Realizing the attraction of ecotourism, the residents of low-income countries may come to see that preserving wildlife habitats is more lucrative than, say, cutting down forests or grazing livestock. In South Africa, Namibia, and Zimbabwe, for example, ecotourism has given local communities an economic interest in protecting elephant and rhinoceros populations. Some of the leading ecotourism destinations include Costa Rica and Panama in Central America; the Caribbean; Malaysia, and other South Pacific destinations; New Zealand; the Serengeti in Tanzania; the Amazon rain forests; and the Galapagos Islands. In many of these countries and regions, governments have enacted policies whereby they share revenues from ecotourism with local communities, to give people in those local communities a kind of property right that encourages them to conserve their local environment.
Ecotourism needs careful management, so that the combination of eager tourists and local entrepreneurs does not destroy what the visitors are coming to see. And recent research indicates that wild animals that are continually exposed to tourists and vehicles exhibit stress and atypical behaviors. In general, however, well-managed ecotourism is viewed as a net positive, which provides an alternative to damaging the local environment.
Marginal Benefits and Marginal Costs
We can use the tools of marginal analysis to illustrate the marginal costs and the marginal benefits of reducing pollution. Figure 12.4 illustrates a theoretical model of this situation. When the quantity of environmental protection is low so that pollution is extensive—for example, at quantity Qa—there are usually numerous relatively cheap and easy ways to reduce pollution, and the marginal benefits of doing so are quite high. At Qa, it makes sense to allocate more resources to fight pollution. However, as the extent of environmental protection increases, the cheap and easy ways of reducing pollution begin to decrease, and one must use more costly methods. The marginal cost curve rises. Also, as environmental protection increases, one achieves the largest marginal benefits first, followed by reduced marginal benefits. As the quantity of environmental protection increases to, say, Qb, the gap between marginal benefits and marginal costs narrows. At point Qc the marginal costs will exceed the marginal benefits. At this level of environmental protection, society is not allocating resources efficiently, because it is forfeiting too many resources to reduce pollution.
Figure 12.4 Marginal Costs and Marginal Benefits of Environmental Protection Reducing pollution is costly—one must sacrifice resources. The marginal costs of reducing pollution are generally increasing, because one can first make the least expensive and easiest reductions, leaving the more expensive methods for later. The marginal benefits of reducing pollution are generally declining, because one can take the steps that provide the greatest benefit first, and steps that provide less benefit can wait until later.
As society draws closer to Qb, some might argue that it becomes more important to use market-oriented environmental tools to hold down the costs of reducing pollution. Their objective would be to avoid environmental rules that would provide the quantity of environmental protection at Qc, where marginal costs exceed marginal benefits. The following Clear It Up feature delves into how the EPA measures its policies – and the monetary value of our lives.
Clear It Up
What's a life worth?
The U.S. Environmental Protection Agency (EPA) must estimate the value of saving lives by reducing pollution against the additional costs. In measuring the benefits of government environmental policies, the EPA’s National Center for Environmental Economics (NCEE) values a statistical human life at $7.4 million (in 2006 U.S. dollars, which corresponds to a little more than $10.5 million in February 2022.)

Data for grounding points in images
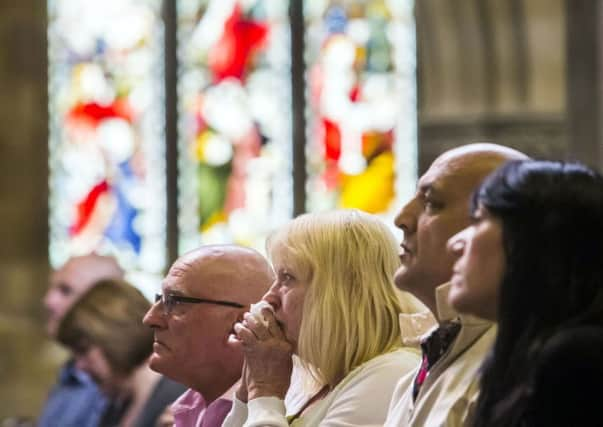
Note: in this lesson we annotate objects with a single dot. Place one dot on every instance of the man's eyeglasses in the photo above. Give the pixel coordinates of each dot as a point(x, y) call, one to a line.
point(169, 301)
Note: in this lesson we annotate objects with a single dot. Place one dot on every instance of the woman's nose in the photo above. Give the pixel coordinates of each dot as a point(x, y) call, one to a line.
point(272, 297)
point(456, 244)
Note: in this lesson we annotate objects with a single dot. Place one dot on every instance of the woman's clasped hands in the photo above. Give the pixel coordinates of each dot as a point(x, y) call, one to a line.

- [TASK LIST]:
• A. Answer these questions from the excerpt on ecotourism and pollution:
(i) Which three countries are named as places where ecotourism gave local communities an economic interest in protecting elephant and rhinoceros populations?
(ii) At which quantity of environmental protection will the marginal costs exceed the marginal benefits?
(iii) At what value does the NCEE put a statistical human life, in 2006 U.S. dollars?
• B. Reproduce the passage of the excerpt on ecotourism and pollution starting at "As society draws" and ending at "in February 2022.)".
Rely only on the excerpt on ecotourism and pollution, not on the items.

- [EXPECTED OUTPUTS]:
• A.
(i) South Africa, Namibia, and Zimbabwe
(ii) Qc
(iii) $7.4 million

• B.
As society draws closer to Qb, some might argue that it becomes more important to use market-oriented environmental tools to hold down the costs of reducing pollution. Their objective would be to avoid environmental rules that would provide the quantity of environmental protection at Qc, where marginal costs exceed marginal benefits. The following Clear It Up feature delves into how the EPA measures its policies – and the monetary value of our lives.
Clear It Up
What's a life worth?
The U.S. Environmental Protection Agency (EPA) must estimate the value of saving lives by reducing pollution against the additional costs. In measuring the benefits of government environmental policies, the EPA’s National Center for Environmental Economics (NCEE) values a statistical human life at $7.4 million (in 2006 U.S. dollars, which corresponds to a little more than $10.5 million in February 2022.)